**Görev:** Aşağıdaki, Türkiye'nin yeşil dönüşümüne ilişkin metni son cümlesinden sonra devam ettirerek yazın.

**Belge bölümü:**

#####

Küresel ölçekte, iklim değişikliğinin çevresel, sosyal ve ekonomik yıkıcı etkileri yaygın hale gelirken Covid-19 salgınının üretim ve tüketim kalıplarında yol açtığı değişikliklerle son dönemde Rusya-Ukrayna savaşının enerji arz ve talep dengesini bozması, sürdürülebilirlik odaklı politika ve uygulamalara ihtiyacı daha fazla ortaya çıkardı.
Bu bağlamda, başta enerji, sanayi, ulaştırma ve tarım sektörleri olmak üzere tüm alanlarda yenilenebilir kaynaklar, enerji verimliliği, elektrifikasyon ve döngüsel ekonomi politikaları öncelikli hale geldi.
Coğrafi konumu ve doğal kaynakları ile iklim değişikliğine maruziyeti yüksek ülkeler arasında olan Türkiye, küresel ekonomiye entegrasyon düzeyi ile iklim değişikliğiyle mücadelede uluslararası politikalar ve gelişmelerden önemli düzeyde etkileniyor.
Bu çerçevede, Paris Anlaşması'na taraf olunarak düşük karbonlu ekonomiye geçiş kararlılığı 2053 net sıfır emisyon hedefi ile ortaya konulurken ticaret ortağı konumundaki Avrupa Birliği’ne uyum çalışmaları kapsamında Yeşil Mutabakat Eylem Planı hazırlandı.
Program döneminde, 2053 net sıfır emisyon hedefi ve ulusal kalkınma öncelikleri doğrultusunda, sera gazı emisyon azaltımını destekleyen, iklim değişikliğine uyum kapasitesini artıran, rekabetçiliği ve verimliliği ön planda tutan, adil geçişi gözeten ve küresel finansman kaynaklarından azami düzeyde faydalanarak ulusal teşvik mekanizmalarını geliştiren bir yaklaşımla Türkiye, yeşil dönüşüm sürecini hızlandırmayı amaçlıyor.

#####

(Referans ifadesi konumlandırma verileri)
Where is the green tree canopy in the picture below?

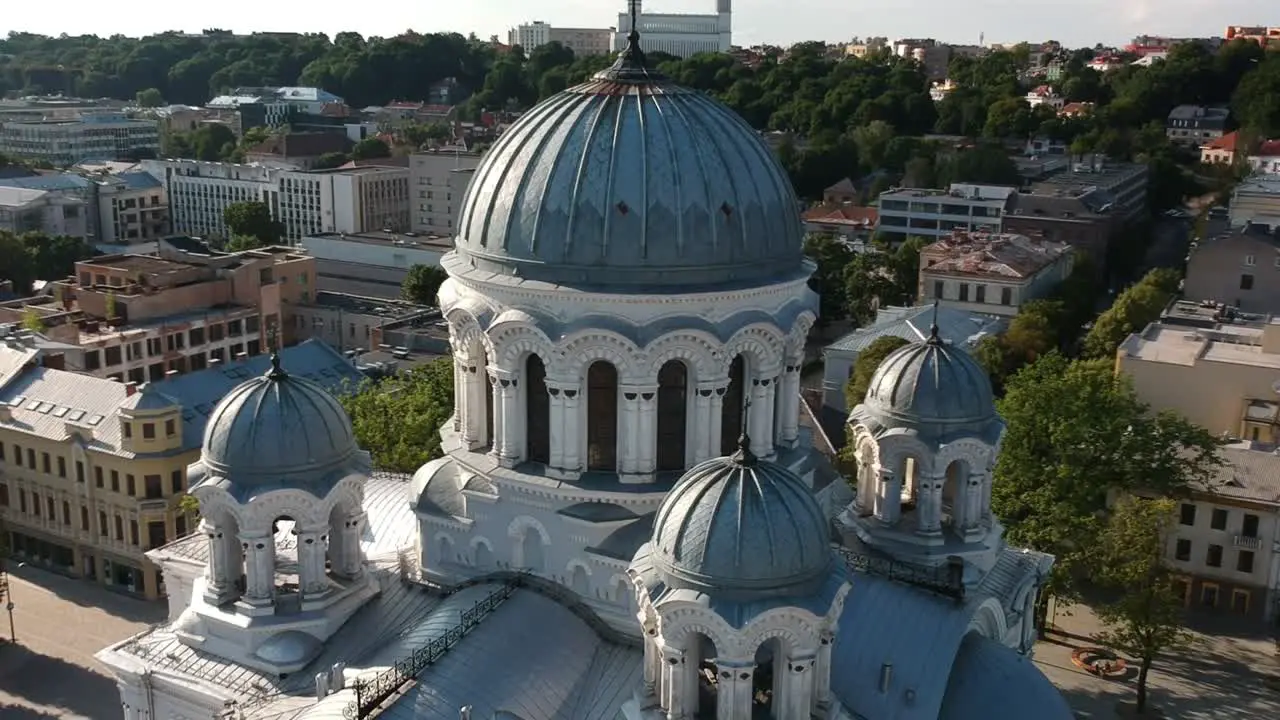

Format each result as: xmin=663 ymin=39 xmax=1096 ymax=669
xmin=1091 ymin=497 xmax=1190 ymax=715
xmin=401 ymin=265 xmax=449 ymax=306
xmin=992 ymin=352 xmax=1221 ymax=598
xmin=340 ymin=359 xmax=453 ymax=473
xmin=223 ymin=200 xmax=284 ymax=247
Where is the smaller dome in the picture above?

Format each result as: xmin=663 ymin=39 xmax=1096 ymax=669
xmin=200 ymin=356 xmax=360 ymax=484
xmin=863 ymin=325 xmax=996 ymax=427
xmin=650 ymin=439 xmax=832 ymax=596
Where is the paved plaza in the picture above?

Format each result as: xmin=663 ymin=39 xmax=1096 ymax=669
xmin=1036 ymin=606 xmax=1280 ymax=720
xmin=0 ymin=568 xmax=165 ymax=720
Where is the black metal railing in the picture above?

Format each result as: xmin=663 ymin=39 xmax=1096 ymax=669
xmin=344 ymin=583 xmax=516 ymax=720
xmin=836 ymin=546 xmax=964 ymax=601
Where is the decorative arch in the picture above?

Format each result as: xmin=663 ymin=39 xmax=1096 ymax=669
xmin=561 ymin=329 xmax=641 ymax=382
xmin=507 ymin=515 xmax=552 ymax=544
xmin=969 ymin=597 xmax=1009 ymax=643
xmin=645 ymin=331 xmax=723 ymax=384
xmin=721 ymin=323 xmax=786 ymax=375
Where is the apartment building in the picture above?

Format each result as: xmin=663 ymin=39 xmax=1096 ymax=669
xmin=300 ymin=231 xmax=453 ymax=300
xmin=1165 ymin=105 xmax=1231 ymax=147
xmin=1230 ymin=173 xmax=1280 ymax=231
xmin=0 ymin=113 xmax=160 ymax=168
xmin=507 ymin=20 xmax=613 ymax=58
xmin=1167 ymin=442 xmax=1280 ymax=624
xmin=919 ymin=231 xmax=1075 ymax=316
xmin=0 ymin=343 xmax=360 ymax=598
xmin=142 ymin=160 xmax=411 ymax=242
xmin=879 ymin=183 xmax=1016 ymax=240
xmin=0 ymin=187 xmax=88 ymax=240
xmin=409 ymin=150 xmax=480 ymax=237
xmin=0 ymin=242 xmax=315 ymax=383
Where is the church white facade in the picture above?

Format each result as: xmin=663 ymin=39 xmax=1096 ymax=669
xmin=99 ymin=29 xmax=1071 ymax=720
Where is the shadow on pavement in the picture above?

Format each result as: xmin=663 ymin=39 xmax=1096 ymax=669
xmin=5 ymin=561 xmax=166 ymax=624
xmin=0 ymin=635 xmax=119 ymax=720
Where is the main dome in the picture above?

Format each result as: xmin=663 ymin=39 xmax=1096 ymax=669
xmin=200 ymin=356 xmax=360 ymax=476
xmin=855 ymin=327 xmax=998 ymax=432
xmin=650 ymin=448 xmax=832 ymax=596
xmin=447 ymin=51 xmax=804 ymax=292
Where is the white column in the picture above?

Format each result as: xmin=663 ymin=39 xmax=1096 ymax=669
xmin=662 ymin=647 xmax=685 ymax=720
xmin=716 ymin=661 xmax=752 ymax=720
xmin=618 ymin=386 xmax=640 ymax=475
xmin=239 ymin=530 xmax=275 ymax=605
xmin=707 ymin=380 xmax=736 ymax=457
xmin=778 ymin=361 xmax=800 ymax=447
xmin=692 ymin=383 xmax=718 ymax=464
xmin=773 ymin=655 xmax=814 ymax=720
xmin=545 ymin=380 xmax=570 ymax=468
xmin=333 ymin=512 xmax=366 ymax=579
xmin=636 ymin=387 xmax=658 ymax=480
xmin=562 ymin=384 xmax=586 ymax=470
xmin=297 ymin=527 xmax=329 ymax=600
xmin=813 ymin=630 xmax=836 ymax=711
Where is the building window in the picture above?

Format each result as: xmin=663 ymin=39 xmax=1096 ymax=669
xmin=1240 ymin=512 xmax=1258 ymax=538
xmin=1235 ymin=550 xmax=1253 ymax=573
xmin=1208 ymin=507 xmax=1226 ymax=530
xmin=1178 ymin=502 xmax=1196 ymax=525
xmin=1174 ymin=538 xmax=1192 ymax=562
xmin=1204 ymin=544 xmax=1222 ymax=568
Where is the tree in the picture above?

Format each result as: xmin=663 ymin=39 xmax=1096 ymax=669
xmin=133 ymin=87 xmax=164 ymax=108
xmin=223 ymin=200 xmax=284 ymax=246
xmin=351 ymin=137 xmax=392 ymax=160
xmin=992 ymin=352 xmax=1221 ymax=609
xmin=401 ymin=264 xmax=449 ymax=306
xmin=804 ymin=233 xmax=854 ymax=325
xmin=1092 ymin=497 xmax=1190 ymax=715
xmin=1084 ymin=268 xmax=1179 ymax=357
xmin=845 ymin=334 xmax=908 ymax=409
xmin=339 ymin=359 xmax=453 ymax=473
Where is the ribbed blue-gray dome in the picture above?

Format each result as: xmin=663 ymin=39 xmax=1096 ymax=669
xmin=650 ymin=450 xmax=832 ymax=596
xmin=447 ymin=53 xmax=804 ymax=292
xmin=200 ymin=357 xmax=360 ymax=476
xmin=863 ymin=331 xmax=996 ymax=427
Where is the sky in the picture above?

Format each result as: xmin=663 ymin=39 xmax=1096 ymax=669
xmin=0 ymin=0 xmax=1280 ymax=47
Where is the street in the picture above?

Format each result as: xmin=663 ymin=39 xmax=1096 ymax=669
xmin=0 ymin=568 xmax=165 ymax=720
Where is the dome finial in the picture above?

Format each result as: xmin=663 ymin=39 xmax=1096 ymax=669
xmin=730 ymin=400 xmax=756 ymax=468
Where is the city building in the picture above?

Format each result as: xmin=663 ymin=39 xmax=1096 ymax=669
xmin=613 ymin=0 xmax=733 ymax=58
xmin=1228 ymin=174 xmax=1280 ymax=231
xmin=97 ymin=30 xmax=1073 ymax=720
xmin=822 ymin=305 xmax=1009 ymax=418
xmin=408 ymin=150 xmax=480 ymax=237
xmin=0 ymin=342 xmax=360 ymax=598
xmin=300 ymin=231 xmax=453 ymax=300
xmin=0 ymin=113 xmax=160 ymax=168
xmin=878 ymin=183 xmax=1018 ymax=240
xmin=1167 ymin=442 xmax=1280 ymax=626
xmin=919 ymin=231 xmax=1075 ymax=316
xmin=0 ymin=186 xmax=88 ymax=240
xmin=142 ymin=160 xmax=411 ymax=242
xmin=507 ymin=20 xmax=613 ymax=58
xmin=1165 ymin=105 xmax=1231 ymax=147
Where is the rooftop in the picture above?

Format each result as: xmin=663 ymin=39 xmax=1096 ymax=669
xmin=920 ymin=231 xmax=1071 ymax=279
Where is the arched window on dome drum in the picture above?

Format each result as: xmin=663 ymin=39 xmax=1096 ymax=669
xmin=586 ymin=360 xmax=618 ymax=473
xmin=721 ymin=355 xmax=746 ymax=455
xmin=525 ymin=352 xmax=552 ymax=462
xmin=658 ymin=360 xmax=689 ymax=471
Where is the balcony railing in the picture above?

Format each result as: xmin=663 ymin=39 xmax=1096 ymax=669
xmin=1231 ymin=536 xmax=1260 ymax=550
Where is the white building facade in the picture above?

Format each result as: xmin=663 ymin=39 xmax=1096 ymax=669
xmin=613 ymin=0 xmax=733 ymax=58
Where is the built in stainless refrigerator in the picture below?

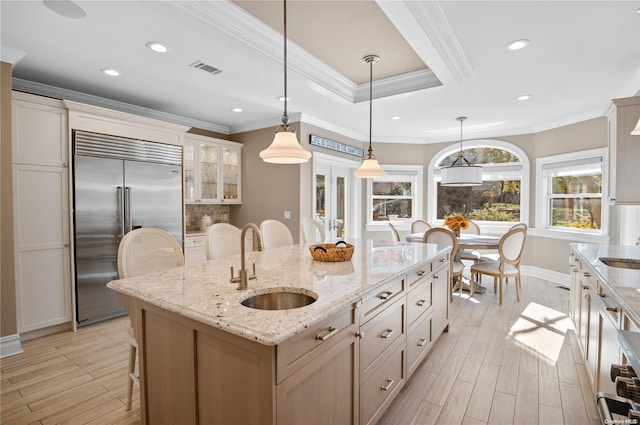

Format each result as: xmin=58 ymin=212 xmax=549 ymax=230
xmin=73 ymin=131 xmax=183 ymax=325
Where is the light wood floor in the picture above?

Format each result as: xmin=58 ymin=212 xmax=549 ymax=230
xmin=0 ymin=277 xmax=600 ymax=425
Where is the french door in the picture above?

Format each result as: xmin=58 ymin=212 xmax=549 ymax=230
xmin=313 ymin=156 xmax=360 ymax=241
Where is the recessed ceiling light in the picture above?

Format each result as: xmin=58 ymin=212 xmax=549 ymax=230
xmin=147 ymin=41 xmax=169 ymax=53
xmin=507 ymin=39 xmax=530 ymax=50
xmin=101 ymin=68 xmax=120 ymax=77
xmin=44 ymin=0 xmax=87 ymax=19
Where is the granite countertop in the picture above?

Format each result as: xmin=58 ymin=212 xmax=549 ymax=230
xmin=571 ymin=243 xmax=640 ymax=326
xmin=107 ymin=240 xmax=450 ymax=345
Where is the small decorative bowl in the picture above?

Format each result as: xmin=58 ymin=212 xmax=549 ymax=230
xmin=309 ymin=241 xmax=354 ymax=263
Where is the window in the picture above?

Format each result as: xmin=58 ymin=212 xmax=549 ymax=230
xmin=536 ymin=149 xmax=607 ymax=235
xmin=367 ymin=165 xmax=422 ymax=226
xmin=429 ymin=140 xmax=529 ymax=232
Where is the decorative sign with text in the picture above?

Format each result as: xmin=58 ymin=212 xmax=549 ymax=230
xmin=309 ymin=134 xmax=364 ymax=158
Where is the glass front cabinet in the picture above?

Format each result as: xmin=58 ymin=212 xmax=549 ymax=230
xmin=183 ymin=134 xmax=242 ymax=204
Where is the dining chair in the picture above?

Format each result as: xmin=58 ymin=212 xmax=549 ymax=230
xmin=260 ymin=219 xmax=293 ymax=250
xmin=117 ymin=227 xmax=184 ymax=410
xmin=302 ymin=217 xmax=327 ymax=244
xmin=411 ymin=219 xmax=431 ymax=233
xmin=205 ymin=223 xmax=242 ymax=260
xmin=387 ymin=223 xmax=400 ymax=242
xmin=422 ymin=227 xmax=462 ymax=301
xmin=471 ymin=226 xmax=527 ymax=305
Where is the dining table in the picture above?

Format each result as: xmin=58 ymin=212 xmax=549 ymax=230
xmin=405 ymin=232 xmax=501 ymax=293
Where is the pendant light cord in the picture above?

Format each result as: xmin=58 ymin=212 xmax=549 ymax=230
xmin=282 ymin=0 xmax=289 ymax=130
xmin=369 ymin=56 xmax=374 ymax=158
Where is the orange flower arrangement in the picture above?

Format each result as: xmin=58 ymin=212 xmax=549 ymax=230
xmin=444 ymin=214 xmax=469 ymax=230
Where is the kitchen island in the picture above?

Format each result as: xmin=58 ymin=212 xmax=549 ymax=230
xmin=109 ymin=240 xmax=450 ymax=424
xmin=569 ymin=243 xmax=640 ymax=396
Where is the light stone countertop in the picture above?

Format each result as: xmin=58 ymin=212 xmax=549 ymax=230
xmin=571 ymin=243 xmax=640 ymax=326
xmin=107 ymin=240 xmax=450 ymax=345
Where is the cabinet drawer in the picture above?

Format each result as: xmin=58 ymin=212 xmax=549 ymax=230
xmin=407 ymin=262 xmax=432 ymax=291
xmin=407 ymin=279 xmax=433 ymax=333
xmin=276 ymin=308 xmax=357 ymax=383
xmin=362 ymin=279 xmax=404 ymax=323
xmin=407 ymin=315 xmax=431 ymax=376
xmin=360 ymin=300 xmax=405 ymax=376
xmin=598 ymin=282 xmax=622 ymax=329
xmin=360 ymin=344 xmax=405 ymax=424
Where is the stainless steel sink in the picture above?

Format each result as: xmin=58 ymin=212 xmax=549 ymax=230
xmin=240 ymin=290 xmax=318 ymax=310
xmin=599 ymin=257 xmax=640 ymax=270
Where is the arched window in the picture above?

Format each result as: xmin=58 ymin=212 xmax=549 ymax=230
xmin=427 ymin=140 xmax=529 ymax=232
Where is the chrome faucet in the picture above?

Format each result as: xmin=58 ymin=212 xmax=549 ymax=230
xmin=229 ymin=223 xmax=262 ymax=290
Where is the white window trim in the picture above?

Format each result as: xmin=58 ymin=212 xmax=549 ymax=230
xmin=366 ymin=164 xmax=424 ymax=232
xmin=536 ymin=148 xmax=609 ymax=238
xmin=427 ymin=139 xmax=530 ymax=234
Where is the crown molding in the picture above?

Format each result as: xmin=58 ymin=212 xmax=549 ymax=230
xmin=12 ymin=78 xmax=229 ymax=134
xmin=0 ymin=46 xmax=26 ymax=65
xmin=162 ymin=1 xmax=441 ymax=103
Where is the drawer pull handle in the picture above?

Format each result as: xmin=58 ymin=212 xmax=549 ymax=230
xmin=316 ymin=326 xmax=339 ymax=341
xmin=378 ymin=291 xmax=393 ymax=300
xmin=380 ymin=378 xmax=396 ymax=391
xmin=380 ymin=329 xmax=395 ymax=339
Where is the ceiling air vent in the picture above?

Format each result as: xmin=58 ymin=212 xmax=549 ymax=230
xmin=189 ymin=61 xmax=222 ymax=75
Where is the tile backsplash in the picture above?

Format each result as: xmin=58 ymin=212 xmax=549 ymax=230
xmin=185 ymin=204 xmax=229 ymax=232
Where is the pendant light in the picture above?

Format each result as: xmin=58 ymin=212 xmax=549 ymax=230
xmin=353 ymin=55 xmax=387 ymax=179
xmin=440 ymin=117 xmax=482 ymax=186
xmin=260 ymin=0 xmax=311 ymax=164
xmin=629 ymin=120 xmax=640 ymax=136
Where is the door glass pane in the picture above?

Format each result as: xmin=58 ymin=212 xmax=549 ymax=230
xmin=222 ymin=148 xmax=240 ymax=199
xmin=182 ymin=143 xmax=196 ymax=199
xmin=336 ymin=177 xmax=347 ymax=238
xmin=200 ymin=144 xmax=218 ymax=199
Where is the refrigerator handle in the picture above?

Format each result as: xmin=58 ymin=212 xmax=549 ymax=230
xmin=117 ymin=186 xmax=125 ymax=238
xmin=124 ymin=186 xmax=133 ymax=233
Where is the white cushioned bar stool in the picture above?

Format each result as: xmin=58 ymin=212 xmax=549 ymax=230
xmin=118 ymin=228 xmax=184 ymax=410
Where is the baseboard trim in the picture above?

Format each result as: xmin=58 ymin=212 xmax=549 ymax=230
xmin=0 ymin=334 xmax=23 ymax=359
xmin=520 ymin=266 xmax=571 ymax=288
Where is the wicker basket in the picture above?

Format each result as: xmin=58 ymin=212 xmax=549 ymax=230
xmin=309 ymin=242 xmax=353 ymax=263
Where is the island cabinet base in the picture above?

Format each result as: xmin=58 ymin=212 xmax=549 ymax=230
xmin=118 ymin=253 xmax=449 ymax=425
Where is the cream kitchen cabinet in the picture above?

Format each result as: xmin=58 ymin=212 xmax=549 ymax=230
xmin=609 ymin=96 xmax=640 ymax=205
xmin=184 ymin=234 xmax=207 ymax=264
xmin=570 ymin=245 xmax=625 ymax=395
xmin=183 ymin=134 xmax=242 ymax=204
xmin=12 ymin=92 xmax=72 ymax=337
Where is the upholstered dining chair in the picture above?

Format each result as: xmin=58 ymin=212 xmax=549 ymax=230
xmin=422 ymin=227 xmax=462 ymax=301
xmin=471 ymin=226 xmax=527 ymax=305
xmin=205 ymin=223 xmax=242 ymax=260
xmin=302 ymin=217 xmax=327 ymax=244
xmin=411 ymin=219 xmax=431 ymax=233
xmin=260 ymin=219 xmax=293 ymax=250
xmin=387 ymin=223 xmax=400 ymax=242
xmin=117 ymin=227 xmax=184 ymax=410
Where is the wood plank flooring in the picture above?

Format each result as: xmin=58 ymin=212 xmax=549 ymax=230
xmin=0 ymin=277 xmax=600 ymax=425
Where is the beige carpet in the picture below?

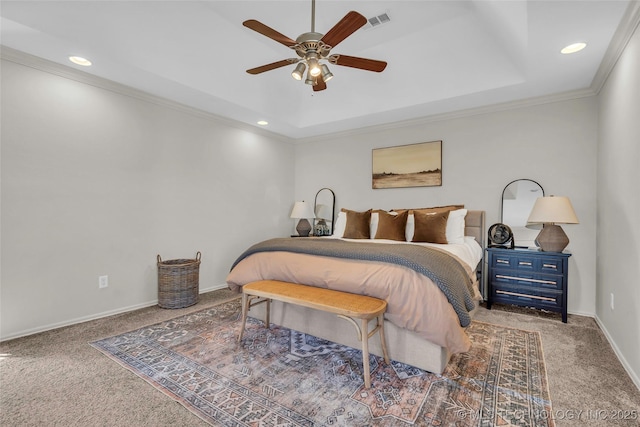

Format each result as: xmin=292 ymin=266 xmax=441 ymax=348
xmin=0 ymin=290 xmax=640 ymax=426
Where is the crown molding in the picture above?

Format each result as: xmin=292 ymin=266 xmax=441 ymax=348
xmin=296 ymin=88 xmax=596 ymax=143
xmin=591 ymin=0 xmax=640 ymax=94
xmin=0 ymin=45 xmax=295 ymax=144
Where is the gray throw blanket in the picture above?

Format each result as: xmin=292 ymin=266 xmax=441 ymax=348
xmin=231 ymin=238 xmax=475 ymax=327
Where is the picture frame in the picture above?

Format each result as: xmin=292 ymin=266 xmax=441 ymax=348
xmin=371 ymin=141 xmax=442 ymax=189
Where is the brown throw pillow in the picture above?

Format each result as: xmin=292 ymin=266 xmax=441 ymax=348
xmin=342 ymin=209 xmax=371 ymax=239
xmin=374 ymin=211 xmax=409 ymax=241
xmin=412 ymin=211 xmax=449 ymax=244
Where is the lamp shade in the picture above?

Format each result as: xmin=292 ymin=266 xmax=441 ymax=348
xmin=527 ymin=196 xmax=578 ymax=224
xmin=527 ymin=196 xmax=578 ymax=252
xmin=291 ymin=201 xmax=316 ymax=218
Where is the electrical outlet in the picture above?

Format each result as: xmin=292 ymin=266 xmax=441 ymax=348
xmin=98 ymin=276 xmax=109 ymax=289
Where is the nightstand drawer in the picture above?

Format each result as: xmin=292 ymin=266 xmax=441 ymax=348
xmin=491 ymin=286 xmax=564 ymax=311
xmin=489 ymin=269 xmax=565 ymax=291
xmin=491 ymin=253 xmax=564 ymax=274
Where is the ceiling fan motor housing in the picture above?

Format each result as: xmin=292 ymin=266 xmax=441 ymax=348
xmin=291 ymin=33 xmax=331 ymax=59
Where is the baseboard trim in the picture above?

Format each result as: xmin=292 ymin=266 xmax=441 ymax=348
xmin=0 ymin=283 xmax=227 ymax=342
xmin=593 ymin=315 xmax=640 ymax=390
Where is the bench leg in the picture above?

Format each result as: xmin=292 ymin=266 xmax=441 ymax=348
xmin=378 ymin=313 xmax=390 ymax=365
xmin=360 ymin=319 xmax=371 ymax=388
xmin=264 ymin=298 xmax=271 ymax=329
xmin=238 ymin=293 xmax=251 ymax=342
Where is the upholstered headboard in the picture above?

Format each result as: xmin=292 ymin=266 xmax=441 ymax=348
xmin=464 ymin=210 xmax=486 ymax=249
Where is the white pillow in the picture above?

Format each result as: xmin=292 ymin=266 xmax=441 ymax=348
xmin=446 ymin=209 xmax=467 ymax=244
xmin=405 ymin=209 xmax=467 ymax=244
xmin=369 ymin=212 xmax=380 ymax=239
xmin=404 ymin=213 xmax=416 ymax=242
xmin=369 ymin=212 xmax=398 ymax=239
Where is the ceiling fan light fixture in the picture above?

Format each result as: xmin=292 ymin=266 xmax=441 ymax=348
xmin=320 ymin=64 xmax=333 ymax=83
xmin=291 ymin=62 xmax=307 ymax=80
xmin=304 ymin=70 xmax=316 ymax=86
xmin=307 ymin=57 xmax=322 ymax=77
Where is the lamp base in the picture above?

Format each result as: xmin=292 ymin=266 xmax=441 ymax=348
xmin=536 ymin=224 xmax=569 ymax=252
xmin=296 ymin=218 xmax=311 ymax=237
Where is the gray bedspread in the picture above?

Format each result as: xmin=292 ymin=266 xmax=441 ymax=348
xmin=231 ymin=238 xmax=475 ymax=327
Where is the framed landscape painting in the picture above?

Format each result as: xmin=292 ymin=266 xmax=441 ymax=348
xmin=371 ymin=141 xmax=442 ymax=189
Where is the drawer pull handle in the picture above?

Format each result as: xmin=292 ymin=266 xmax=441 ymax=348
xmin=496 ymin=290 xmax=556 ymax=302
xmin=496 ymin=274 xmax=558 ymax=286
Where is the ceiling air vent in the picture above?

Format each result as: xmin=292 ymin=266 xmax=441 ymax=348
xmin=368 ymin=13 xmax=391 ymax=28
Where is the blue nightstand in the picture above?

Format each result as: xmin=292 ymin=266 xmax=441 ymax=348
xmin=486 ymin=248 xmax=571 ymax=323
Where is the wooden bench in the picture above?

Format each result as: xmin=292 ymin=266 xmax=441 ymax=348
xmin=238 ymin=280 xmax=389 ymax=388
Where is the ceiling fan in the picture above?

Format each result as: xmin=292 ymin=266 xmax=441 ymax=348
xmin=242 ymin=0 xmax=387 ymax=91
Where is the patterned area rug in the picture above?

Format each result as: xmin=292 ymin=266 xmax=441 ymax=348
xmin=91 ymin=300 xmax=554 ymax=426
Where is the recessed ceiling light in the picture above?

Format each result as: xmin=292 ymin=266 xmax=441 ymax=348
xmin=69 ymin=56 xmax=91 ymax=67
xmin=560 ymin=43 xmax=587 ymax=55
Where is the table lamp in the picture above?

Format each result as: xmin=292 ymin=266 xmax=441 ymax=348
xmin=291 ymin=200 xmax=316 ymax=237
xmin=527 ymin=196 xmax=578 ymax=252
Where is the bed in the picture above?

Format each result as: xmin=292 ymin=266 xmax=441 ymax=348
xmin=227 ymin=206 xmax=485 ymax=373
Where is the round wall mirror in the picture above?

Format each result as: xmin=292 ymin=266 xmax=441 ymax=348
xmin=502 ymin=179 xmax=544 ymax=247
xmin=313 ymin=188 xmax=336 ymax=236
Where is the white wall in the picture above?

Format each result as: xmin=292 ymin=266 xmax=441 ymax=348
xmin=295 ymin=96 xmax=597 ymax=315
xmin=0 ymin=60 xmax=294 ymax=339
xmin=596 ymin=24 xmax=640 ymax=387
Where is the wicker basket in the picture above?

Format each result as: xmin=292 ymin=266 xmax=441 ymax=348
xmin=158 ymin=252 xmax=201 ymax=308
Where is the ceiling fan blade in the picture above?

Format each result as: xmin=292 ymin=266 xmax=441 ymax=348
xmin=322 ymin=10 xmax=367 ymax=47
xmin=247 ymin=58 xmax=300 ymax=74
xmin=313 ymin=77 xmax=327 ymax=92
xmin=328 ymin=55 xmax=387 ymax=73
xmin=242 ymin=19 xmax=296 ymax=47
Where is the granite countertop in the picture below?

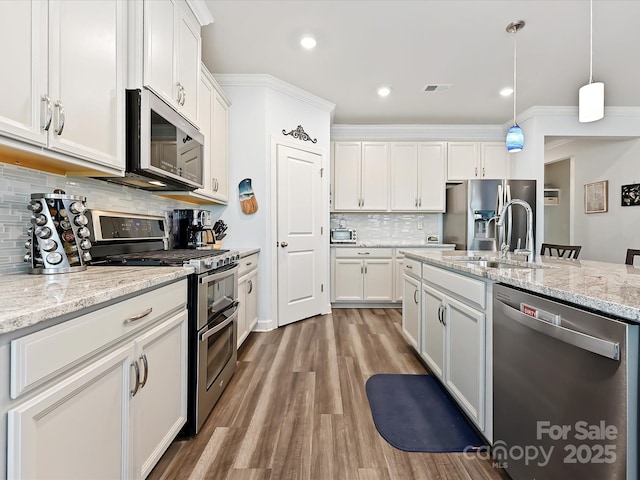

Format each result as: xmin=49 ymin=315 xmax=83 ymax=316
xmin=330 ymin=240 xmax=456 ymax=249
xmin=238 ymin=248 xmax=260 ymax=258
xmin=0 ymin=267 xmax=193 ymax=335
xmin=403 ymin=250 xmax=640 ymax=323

#####

**Sonuç:**
"Yıl sonuna kadar tüm sektörler, sürdürülebilirlik eylem planlarını tamamlamış olacak"
Türkiye İhracatçılar Meclisi (TİM) Başkanı Mustafa Gültepe, yaptığı açıklamada, Türkiye’nin ihracatı için Avrupa'nın ana pazar konumunda bulunduğunu belirterek, "Toplam ihracatımızın yüzde 42’sini AB ülkelerine gerçekleştiriyoruz. İngiltere ve diğer Avrupa ülkelerini de ilave ettiğimizde oran yüzde 55’e çıkıyor. Yenilerini bulsak da Avrupa bizim için en büyük pazar olmaya devam edecek." dedi.
Bu gerçekten hareketle tüm sektörlerin Yeşil Mutabakat’a uyum sürecini hızlandırması gerektiğini vurgulayan Gültepe, şunları kaydetti:
"Gerek Yeşil Mutabakat’a uyum gerekse Türkiye’nin 2053 net sıfır karbon hedefi doğrultusunda sürdürülebilir kalkınma amaçları ve göstergelerini büyük bir titizlikle takip ediyoruz. Yeşil dönüşüm konusunda kamu tarafında güçlü bir irade var.
İhracatçılarımızın farkındalığı da her geçen gün artıyor. Doğru stratejileri kurgulayıp ön alabilirsek AB pazarında rekabetçiliğimizi artırabiliriz. TİM olarak biz de sürdürülebilir üretim, yeşil teknolojilere geçiş ve döngüsel ekonomi konusunda sektörlerimize rehberlik yapıyoruz."
Gültepe, Haziran 2021’de sürdürülebilirlik eylem planlarını kamuoyu ile paylaştıklarını hatırlatarak, 27 sektörün yarıdan fazlasının sürdürülebilirlik eylem planlarını hazırladığını söyledi. Gültepe, yıl sonuna kadar tüm sektörlerin eylem planlarının tamamlanmış olacağını bildirdi.
"Yenilenebilir enerji kaynakları konusunda çok büyük bir potansiyelimiz var"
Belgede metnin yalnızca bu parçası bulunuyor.